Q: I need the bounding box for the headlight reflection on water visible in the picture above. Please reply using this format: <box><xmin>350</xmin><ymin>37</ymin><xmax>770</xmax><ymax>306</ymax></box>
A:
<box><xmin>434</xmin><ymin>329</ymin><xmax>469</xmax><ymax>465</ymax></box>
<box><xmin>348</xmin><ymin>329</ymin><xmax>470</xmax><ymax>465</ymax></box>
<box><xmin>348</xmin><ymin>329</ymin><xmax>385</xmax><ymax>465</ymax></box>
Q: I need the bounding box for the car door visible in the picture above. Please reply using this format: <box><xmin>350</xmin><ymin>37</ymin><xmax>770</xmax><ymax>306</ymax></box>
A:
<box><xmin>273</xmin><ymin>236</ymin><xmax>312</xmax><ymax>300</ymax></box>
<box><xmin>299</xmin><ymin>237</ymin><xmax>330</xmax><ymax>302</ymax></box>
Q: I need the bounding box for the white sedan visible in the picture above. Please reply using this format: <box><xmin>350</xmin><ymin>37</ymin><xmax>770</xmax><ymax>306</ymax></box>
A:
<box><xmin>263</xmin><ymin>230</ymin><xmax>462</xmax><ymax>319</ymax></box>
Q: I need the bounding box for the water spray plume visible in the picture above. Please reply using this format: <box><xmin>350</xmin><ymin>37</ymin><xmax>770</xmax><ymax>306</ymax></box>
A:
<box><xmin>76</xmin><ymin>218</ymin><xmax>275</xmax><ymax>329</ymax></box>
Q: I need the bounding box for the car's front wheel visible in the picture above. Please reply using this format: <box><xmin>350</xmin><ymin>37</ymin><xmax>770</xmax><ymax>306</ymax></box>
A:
______________________________
Reproduce the entire listing above, character for character.

Exercise response:
Q: I need the bounding box for the headlight reflection on water visible in the picture above. Please reply using this format: <box><xmin>350</xmin><ymin>37</ymin><xmax>770</xmax><ymax>306</ymax></box>
A:
<box><xmin>434</xmin><ymin>329</ymin><xmax>469</xmax><ymax>465</ymax></box>
<box><xmin>348</xmin><ymin>329</ymin><xmax>470</xmax><ymax>465</ymax></box>
<box><xmin>348</xmin><ymin>329</ymin><xmax>385</xmax><ymax>465</ymax></box>
Q: I need the bounding box for the car door visible in the picture above. Please reply using this format: <box><xmin>350</xmin><ymin>37</ymin><xmax>770</xmax><ymax>306</ymax></box>
A:
<box><xmin>273</xmin><ymin>236</ymin><xmax>312</xmax><ymax>300</ymax></box>
<box><xmin>299</xmin><ymin>237</ymin><xmax>330</xmax><ymax>302</ymax></box>
Q: I need the bounding box for the white sedan visible in the picture above. Please reply using this format: <box><xmin>350</xmin><ymin>37</ymin><xmax>770</xmax><ymax>306</ymax></box>
A:
<box><xmin>263</xmin><ymin>230</ymin><xmax>462</xmax><ymax>319</ymax></box>
Q: I need the bounding box for the water spray plume visible in the picture above. Please reply using this format: <box><xmin>350</xmin><ymin>37</ymin><xmax>770</xmax><ymax>306</ymax></box>
A:
<box><xmin>76</xmin><ymin>218</ymin><xmax>275</xmax><ymax>329</ymax></box>
Q: I need the bounding box for the car's front wheel visible in the picture above. Please reply using this format: <box><xmin>350</xmin><ymin>37</ymin><xmax>770</xmax><ymax>306</ymax></box>
A:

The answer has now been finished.